#### PASSAGE FOR REVIEW
= Beginning of Section =
A Late-Night Post From Your Favorite Blogger

I finished watching The Hunger Games movie trailer, getting sidetracked onto a bunch of other random YouTube videos, and making a birthday card for my niece. I looked at the clock and realized that it's 1:06 am, and I'm not sleepy at all (the cappuccino seems to have kicked in). So I thought, 'hey! Why not write a blog post? I haven't written an 'about Janie' post in several days.'

So, what about Janie? Well...today, I found out about one of the coolest mission outreaches ever! It's called Mercy Ships, and basically, you volunteer to go an a several-month to several-year cruise, where you dock at a bunch of different places and provide medical help for needy people. Cool beans, right? I got on the website, and saw that they needed a photographer for a six-month Africa cruise, which starts in January. The wheels in my over-active mind began turning. 'You know, I could do that. I really, really could.' Actually, after looking into it some more, I've pretty much decided that I can't. There'd be no way I could get through all the training I should go to between now and January. So, I probably won't be taking off for Africa come January, but I'll definitely be excited if God decides to make this part of my future.
= End of Section =
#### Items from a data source
= Beginning of Section =
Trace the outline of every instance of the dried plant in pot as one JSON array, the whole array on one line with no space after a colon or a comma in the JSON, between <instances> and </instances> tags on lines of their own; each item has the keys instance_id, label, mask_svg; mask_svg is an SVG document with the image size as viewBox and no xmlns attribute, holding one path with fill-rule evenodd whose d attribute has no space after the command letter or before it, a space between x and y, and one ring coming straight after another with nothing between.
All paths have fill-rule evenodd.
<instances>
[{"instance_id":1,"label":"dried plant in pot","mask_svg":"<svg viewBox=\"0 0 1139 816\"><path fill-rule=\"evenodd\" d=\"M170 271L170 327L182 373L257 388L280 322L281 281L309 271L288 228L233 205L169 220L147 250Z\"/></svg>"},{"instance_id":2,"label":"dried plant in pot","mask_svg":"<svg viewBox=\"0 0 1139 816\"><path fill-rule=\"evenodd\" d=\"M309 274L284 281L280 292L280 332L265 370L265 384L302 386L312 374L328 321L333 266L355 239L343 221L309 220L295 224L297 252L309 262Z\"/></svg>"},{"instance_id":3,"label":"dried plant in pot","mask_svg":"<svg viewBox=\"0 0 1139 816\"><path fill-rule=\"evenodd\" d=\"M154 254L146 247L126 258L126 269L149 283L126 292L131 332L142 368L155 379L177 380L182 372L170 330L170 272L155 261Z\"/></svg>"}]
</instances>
= End of Section =
= Beginning of Section =
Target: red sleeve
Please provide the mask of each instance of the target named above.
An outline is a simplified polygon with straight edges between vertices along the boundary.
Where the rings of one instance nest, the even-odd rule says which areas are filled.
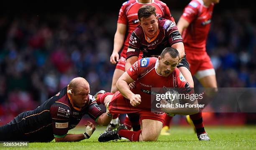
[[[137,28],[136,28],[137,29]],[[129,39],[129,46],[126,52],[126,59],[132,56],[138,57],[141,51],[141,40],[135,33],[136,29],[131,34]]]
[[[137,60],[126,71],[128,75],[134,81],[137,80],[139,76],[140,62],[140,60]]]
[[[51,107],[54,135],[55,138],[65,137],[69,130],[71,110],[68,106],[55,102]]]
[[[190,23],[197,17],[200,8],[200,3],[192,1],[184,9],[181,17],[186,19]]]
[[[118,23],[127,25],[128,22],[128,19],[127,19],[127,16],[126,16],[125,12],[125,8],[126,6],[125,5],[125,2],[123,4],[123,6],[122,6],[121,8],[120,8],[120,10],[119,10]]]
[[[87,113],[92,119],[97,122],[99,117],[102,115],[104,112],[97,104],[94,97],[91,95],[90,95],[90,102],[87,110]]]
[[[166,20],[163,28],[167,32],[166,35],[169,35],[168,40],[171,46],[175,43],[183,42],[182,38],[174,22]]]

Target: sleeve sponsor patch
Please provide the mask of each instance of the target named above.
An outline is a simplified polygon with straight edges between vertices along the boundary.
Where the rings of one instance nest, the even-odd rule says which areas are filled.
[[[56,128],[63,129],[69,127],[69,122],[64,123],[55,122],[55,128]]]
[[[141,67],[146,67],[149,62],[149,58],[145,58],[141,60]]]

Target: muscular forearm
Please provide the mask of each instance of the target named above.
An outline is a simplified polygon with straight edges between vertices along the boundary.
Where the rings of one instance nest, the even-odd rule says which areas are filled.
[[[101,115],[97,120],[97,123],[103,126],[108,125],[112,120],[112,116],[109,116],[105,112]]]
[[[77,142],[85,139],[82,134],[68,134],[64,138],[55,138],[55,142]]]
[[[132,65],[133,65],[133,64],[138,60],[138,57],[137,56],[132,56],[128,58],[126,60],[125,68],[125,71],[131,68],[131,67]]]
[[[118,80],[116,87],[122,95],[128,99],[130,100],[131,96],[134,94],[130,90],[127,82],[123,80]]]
= End of Section =
#### COMPLETE THE FOLLOWING
1. According to the blog post, what role did Mercy Ships need filled for its six-month Africa cruise?
2. Translate this sentence from the blog post into Spanish: "There'd be no way I could get through all the training I should go to between now and January."
Work from the blog post alone, not the records.

#### ACTIVITY ANSWERS
1. A photographer.

2. No habría manera de que pudiera completar toda la capacitación a la que debería asistir entre ahora y enero.